== Supplied information
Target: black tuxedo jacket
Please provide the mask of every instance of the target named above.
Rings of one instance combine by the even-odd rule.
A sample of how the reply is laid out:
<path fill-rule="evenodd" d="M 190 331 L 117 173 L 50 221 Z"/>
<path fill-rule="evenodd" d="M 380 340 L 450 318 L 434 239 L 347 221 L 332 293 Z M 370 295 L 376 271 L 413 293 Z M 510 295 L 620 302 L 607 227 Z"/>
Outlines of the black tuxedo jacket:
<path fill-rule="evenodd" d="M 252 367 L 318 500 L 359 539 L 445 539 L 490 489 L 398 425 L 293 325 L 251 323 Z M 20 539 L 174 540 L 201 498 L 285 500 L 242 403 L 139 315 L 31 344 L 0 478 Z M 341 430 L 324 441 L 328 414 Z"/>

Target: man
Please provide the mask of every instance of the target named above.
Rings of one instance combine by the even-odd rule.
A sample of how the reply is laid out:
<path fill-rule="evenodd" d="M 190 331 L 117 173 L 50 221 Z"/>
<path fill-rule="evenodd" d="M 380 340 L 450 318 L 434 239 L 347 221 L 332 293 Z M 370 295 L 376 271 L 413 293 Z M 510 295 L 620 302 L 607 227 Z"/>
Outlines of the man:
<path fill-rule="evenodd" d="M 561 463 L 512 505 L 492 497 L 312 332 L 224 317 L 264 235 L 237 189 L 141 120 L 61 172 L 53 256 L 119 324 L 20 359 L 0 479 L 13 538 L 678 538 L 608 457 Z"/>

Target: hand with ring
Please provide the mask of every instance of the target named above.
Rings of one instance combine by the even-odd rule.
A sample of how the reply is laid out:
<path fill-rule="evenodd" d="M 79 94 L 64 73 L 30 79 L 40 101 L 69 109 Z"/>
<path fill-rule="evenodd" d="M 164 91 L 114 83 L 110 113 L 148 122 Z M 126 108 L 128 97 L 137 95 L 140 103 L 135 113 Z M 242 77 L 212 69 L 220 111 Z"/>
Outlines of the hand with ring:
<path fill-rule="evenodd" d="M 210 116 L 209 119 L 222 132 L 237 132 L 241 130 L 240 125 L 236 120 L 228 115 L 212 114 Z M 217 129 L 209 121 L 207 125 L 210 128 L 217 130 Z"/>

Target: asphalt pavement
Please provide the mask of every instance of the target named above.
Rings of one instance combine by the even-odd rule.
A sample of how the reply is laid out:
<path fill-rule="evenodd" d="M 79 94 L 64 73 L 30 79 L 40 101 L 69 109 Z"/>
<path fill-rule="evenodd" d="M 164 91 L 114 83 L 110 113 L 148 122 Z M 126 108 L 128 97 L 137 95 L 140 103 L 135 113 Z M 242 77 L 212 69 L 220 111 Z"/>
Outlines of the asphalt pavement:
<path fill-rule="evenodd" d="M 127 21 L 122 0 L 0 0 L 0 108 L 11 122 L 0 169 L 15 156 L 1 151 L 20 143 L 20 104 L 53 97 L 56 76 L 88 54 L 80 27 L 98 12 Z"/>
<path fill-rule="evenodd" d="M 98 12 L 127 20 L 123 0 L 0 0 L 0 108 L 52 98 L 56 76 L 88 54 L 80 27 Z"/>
====
Repeat the material in full, exactly as it stands.

## Final answer
Target: black tuxedo jacket
Please provide the mask of every instance of the target named above.
Rings of one instance combine by the even-odd rule.
A sample of how the reply is laid out:
<path fill-rule="evenodd" d="M 190 331 L 117 173 L 50 221 Z"/>
<path fill-rule="evenodd" d="M 380 340 L 450 318 L 434 239 L 347 221 L 332 293 Z M 370 295 L 376 271 L 413 293 Z M 510 295 L 620 302 L 607 227 Z"/>
Outlines of the black tuxedo jacket:
<path fill-rule="evenodd" d="M 252 367 L 318 500 L 359 539 L 445 539 L 490 489 L 398 425 L 293 325 L 251 323 Z M 20 539 L 174 540 L 201 498 L 285 500 L 242 403 L 139 315 L 31 344 L 0 478 Z M 341 430 L 324 441 L 328 414 Z"/>

Target: man
Please provide the mask of every instance of the target named above.
Rings of one instance combine by the even-odd rule.
A sample of how the reply is laid out:
<path fill-rule="evenodd" d="M 190 331 L 117 173 L 50 221 Z"/>
<path fill-rule="evenodd" d="M 380 340 L 450 318 L 434 239 L 347 221 L 332 293 Z M 370 295 L 376 271 L 413 293 Z M 510 295 L 620 302 L 607 227 Z"/>
Outlines of the man:
<path fill-rule="evenodd" d="M 561 463 L 512 505 L 492 497 L 312 332 L 224 317 L 264 235 L 237 189 L 141 120 L 61 172 L 53 256 L 119 324 L 20 359 L 0 479 L 13 538 L 678 538 L 608 457 Z"/>

Target: hand with ring
Please provide the mask of every instance of the target named above.
Rings of one instance combine by the even-odd rule.
A sample of how the reply is laid out:
<path fill-rule="evenodd" d="M 79 94 L 64 73 L 30 79 L 40 101 L 69 109 Z"/>
<path fill-rule="evenodd" d="M 164 91 L 114 83 L 110 113 L 148 122 Z M 126 108 L 128 97 L 137 95 L 140 103 L 135 113 Z M 242 77 L 212 69 L 220 111 Z"/>
Outlines of the hand with ring:
<path fill-rule="evenodd" d="M 210 116 L 209 119 L 222 132 L 237 132 L 241 130 L 240 125 L 236 120 L 228 115 L 212 114 Z M 217 129 L 209 121 L 207 125 L 210 128 L 217 130 Z"/>

Target: asphalt pavement
Please provide the mask of every instance of the target named above.
Rings of one instance combine by the even-odd rule.
A sample of how the reply is laid out:
<path fill-rule="evenodd" d="M 79 94 L 64 73 L 30 79 L 40 101 L 69 109 Z"/>
<path fill-rule="evenodd" d="M 164 91 L 114 83 L 110 113 L 148 122 Z M 126 108 L 128 97 L 137 95 L 140 103 L 135 113 Z M 242 77 L 212 69 L 220 111 Z"/>
Outlines of the asphalt pavement:
<path fill-rule="evenodd" d="M 127 21 L 122 0 L 0 0 L 0 108 L 11 122 L 0 169 L 15 156 L 1 151 L 20 143 L 20 104 L 53 97 L 56 76 L 88 54 L 80 27 L 98 12 Z"/>
<path fill-rule="evenodd" d="M 98 12 L 127 20 L 123 0 L 0 0 L 0 108 L 52 98 L 56 76 L 88 54 L 80 27 Z"/>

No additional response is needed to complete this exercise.